◆ **AIM OF THE TASK**
Give back, unchanged, each line from the one containing "Mark one point per instance of the dog's front" through the last line of the entries below.

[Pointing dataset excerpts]
══════
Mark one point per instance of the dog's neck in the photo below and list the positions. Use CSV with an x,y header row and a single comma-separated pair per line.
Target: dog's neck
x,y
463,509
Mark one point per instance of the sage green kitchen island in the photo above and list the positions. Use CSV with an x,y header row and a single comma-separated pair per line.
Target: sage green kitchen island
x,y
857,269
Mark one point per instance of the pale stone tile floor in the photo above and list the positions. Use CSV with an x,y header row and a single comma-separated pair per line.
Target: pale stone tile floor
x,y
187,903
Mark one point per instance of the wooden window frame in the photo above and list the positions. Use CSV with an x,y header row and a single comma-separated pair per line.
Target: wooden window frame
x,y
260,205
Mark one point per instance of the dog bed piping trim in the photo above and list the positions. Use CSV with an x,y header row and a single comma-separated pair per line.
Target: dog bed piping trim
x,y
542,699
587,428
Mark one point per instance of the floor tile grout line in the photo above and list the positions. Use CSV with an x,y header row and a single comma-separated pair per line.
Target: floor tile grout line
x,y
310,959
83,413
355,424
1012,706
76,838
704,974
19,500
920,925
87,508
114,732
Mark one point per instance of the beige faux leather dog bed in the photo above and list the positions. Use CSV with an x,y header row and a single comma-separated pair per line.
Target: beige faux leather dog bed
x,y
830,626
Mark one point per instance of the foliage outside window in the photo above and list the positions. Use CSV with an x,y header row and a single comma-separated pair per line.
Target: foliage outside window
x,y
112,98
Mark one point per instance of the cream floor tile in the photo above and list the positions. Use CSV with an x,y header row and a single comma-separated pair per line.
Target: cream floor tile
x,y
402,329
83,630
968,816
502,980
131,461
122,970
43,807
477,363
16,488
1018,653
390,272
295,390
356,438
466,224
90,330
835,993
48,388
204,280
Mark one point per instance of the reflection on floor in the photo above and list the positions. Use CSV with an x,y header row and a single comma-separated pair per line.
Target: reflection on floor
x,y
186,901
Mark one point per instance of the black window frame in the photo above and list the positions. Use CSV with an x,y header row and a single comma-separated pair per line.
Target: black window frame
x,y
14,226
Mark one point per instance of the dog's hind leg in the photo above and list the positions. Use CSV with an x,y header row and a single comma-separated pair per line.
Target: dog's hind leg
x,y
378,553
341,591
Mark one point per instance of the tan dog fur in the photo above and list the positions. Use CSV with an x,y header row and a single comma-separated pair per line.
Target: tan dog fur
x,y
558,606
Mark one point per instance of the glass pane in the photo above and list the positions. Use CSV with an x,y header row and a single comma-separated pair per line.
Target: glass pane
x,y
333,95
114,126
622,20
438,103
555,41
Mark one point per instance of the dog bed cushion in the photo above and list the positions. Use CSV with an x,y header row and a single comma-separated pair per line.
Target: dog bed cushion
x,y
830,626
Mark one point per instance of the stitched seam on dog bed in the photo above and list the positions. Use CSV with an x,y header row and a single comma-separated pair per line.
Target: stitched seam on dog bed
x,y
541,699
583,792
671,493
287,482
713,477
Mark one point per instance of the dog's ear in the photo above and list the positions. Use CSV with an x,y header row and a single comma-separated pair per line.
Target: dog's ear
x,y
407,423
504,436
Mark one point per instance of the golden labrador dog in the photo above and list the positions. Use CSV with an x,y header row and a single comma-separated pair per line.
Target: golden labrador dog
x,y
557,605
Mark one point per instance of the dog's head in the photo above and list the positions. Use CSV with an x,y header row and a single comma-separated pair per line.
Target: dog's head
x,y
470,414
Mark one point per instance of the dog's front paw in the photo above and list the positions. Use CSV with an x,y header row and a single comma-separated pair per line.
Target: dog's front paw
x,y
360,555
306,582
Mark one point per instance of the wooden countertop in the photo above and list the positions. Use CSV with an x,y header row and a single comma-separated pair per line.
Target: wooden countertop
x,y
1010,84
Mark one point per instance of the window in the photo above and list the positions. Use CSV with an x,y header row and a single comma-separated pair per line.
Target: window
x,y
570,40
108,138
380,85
══════
◆ **ANSWER TO THE TASK**
Mark one point per instance of the dog's front paw in the photo above and list the positions. Use CSV with an x,y header row and a single comma-separated pair per line.
Target: dog's front paw
x,y
360,555
306,582
Mark one point per instance of the wooden countertop in the photo above and list the positions. Use CSV with an x,y header row and a single comma-separated pair per line.
Target: wooden countertop
x,y
1010,84
Mark one point per instance of the window in the photo above and list the positions. Use CSV with an x,y header row and a single comma-separated pair per line.
Target: window
x,y
570,40
108,138
380,85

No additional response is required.